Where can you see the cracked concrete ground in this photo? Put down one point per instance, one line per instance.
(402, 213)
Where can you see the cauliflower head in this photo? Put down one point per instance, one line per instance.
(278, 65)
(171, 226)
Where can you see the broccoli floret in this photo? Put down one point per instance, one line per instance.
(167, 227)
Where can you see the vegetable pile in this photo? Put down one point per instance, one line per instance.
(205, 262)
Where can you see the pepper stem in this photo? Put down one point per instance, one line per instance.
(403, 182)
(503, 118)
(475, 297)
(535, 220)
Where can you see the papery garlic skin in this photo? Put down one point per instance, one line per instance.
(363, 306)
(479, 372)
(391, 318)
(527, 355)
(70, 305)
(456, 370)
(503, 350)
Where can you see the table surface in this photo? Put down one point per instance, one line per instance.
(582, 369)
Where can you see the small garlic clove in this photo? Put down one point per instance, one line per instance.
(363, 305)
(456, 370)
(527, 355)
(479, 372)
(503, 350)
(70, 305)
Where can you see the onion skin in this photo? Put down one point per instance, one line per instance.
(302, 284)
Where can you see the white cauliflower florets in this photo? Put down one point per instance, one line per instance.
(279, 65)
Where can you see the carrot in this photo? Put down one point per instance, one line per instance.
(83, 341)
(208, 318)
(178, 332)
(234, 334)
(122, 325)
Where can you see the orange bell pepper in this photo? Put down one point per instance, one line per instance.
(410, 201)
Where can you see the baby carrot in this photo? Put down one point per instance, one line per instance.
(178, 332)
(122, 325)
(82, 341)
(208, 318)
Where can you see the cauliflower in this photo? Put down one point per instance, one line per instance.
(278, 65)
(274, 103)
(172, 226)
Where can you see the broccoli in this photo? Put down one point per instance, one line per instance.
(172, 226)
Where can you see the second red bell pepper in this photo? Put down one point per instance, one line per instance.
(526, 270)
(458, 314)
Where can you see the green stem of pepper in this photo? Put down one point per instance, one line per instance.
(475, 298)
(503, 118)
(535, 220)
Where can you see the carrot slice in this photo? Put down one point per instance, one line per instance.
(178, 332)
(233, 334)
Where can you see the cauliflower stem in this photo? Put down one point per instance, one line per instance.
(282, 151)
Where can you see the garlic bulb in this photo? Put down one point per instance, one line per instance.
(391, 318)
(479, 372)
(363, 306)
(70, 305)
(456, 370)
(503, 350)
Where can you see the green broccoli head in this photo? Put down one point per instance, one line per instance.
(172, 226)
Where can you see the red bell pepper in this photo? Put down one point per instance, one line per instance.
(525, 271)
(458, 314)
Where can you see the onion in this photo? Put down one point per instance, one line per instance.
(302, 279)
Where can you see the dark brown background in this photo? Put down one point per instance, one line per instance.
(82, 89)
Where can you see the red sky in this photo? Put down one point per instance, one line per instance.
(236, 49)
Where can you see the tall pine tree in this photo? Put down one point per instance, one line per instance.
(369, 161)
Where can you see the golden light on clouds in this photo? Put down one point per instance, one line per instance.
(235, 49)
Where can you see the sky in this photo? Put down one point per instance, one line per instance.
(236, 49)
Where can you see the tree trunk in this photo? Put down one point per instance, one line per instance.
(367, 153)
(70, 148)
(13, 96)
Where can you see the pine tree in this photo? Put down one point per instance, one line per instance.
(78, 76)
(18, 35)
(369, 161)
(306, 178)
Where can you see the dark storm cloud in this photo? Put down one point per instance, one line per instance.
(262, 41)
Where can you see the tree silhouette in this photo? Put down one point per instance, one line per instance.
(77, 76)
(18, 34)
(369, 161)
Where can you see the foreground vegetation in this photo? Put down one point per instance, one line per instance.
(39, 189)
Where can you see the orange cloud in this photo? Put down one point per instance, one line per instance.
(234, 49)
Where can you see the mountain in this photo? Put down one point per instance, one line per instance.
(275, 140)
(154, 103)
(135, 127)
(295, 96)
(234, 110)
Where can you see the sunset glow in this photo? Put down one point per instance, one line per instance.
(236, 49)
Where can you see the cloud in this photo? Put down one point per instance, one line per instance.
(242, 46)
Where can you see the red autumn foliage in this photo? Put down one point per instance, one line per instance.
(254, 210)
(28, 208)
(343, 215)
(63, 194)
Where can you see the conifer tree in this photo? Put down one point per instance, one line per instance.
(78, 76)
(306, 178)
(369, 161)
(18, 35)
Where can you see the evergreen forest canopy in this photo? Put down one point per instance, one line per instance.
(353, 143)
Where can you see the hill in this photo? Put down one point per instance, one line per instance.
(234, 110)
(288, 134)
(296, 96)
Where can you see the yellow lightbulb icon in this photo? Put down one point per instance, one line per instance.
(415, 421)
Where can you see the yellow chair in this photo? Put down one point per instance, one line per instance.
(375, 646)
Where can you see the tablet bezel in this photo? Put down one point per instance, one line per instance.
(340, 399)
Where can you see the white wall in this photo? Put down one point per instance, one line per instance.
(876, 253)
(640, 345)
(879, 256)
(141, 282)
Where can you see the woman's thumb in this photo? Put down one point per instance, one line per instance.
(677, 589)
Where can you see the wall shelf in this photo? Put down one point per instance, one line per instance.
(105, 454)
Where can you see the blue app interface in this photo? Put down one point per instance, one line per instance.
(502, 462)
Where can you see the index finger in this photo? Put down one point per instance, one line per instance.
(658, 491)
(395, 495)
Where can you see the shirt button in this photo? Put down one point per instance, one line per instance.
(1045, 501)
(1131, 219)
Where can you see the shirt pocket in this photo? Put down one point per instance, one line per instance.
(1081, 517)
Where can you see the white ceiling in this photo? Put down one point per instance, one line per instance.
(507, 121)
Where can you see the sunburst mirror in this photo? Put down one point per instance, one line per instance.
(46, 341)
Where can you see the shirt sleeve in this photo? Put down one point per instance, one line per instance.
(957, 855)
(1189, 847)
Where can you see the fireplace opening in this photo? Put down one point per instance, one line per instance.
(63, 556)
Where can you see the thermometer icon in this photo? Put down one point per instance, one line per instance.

** Exercise objective **
Reproduce the entire listing above, word for word and line for line, in its original order.

** Answer in full **
Where can you see the cracked concrete ground in this photo? Put down one point per instance, one line per instance.
(402, 213)
Where can you see the cauliflower head in this photo? Put down one point per instance, one line per instance.
(278, 65)
(171, 226)
Where can you see the broccoli floret in this photo? Put down one point per instance, one line per instance.
(167, 227)
Where can you see the vegetable pile in this photo? Put down one point per instance, one line per instance.
(205, 262)
Where can you see the pepper stem in this photo? Put down one point per instance, one line per instance.
(403, 182)
(503, 118)
(475, 297)
(535, 220)
Where can you see the papery garlic skin in this photo? Put down one point per instance, one line per instance.
(363, 306)
(479, 372)
(391, 318)
(527, 355)
(70, 305)
(456, 370)
(503, 350)
Where can you see the table surface in this photo? Put down one point per instance, one line per instance.
(582, 369)
Where can you see the small garlic clove in this photo? Put down one point per instance, one line per instance.
(363, 305)
(456, 370)
(527, 355)
(479, 372)
(503, 350)
(70, 305)
Where can you see the onion skin in this photo? Put down one point per instance, one line per instance.
(302, 284)
Where can you see the white cauliflower florets in this photo? Put down one point per instance, one line per instance.
(279, 65)
Where can you see the carrot in this photo? Put down one point per instance, one line per instance.
(83, 341)
(208, 318)
(178, 332)
(234, 334)
(122, 325)
Where can you see the orange bell pepper in this photo? Put down one point per instance, one line per instance.
(410, 201)
Where can you see the baby carrot in this photo? Put down one point per instance, one line per instance.
(178, 332)
(122, 325)
(82, 341)
(208, 318)
Where can you see the cauliflower in this photo? Put down one point per instance, one line per instance.
(278, 65)
(274, 103)
(172, 226)
Where can you see the broccoli in this photo? Put down one point per instance, one line per instance.
(172, 226)
Where can you see the second red bell pepper in this photo? Put down one point per instance, one line per instance.
(526, 270)
(458, 314)
Where can you see the green stem of pepper in this photo? Put down one point per instance, one line per instance.
(475, 298)
(503, 118)
(535, 220)
Where can you see the carrot slice in this photo? Put down one point per instance, one line per instance.
(178, 332)
(233, 334)
Where can you see the cauliflower stem in this photo? Put down one point per instance, one line per instance.
(282, 151)
Where can you see the garlic bulb in this photo? Put down one point per instance, one line per instance.
(391, 318)
(479, 372)
(363, 306)
(70, 305)
(456, 370)
(503, 350)
Where can you see the green broccoli head in this photo? Put down one point per instance, one line per instance.
(172, 226)
Where can you see the red bell pepper in this photo? Put down one point per instance, one line per instance.
(525, 271)
(458, 314)
Where can you see the onion in this photo? Put down one point per instance, one line per instance.
(302, 279)
Where can you see the dark brown background in this photo? Put down one point per instance, one line per instance.
(82, 89)
Where can you see the red sky in this photo? Put down one point per instance, one line per instance.
(236, 49)
Where can you see the tall pine tree in this photo? Put down one point per instance, one line per instance.
(369, 161)
Where can you see the golden light on clouds in this photo? Put down one point per instance, one line per instance.
(235, 49)
Where can you see the sky in this photo? Put down one point per instance, one line per instance.
(236, 49)
Where can you see the tree trunk in this photo? Put down one point per instance, one line per instance.
(367, 153)
(70, 148)
(13, 96)
Where can you see the pine tree in this photo? Put down one point per instance, one line per instance.
(78, 76)
(18, 35)
(369, 161)
(306, 178)
Where can you see the dark storm cloud in this photo? Put down one point per instance, one line per instance.
(262, 41)
Where can you see the tree silhouette in this photo? Put down one point per instance, one line per instance.
(77, 76)
(18, 34)
(369, 161)
Where can you see the foreground vegetation in this photo? Put down one point per instance, one line per instance.
(39, 189)
Where can you see the orange cloud in this photo? Put down one point per instance, one line per instance.
(234, 49)
Where can you see the mountain in this photo? Put down one point per instance, one line per instance.
(275, 140)
(154, 103)
(135, 127)
(295, 96)
(234, 110)
Where can you see the sunset glow in this photo? Put down one point per instance, one line per instance.
(236, 49)
Where can you see the cloud in this photo? Put down one point per instance, one line per instance.
(242, 46)
Where can you see the red autumn foliage in this photo? Put down one point per instance, one line per instance.
(254, 210)
(28, 208)
(343, 215)
(63, 194)
Where can you see the conifer tree in this photo? Put down one point per instance, one line per instance.
(78, 76)
(306, 178)
(369, 161)
(18, 35)
Where can you see the evergreen forest canopy in this photo? Put down one point per instance, one line per instance.
(353, 143)
Where can you see the hill in this photo? Put down one point per instance, one line per instance.
(234, 110)
(288, 134)
(296, 96)
Where can you see the yellow lightbulb icon in this photo? Put down one point per instance, one line per instance.
(415, 421)
Where can you see the yellow chair in this photo? Put down one point per instance, one line per instance.
(375, 646)
Where can you see the tablet bezel in this photo? Put down one point per instance, one line per instance.
(340, 399)
Where can you see the white wall in this photo? Put down one point per instance, one line per instance.
(876, 253)
(640, 345)
(879, 256)
(141, 282)
Where can you see the woman's thumb in this photo? Put down one point per instance, one line per instance.
(677, 589)
Where can you see the wall shelf in this photo? Put down one point per instance, one line per instance.
(105, 454)
Where can you see the blue app interface in this photo? Put down one point per instance, one line per instance.
(502, 462)
Where can you see the index finger in this photo? Put down one point per instance, one line per instance.
(658, 491)
(395, 495)
Where can you see the shirt button in this photo? Put down one point per instance, one line per instance.
(1045, 501)
(1131, 219)
Where can you see the shirt pocket in this photo? Put down one point per instance, one line per instance.
(1081, 517)
Where can you see the white ceiling in this photo? Put down one point per instance, one line per instance.
(507, 121)
Where can you see the sunburst mirror in this photo? Put down one point per instance, one line per instance.
(46, 341)
Where can you see the shirt sleeve in this photo? Put down one point per instance, one line per instance.
(957, 855)
(1189, 847)
Where can you see the fireplace opening in this photo? Put down one point per instance, one line per instance.
(63, 556)
Where can you see the thermometer icon in this photo? Put down one point per instance, one line per instance.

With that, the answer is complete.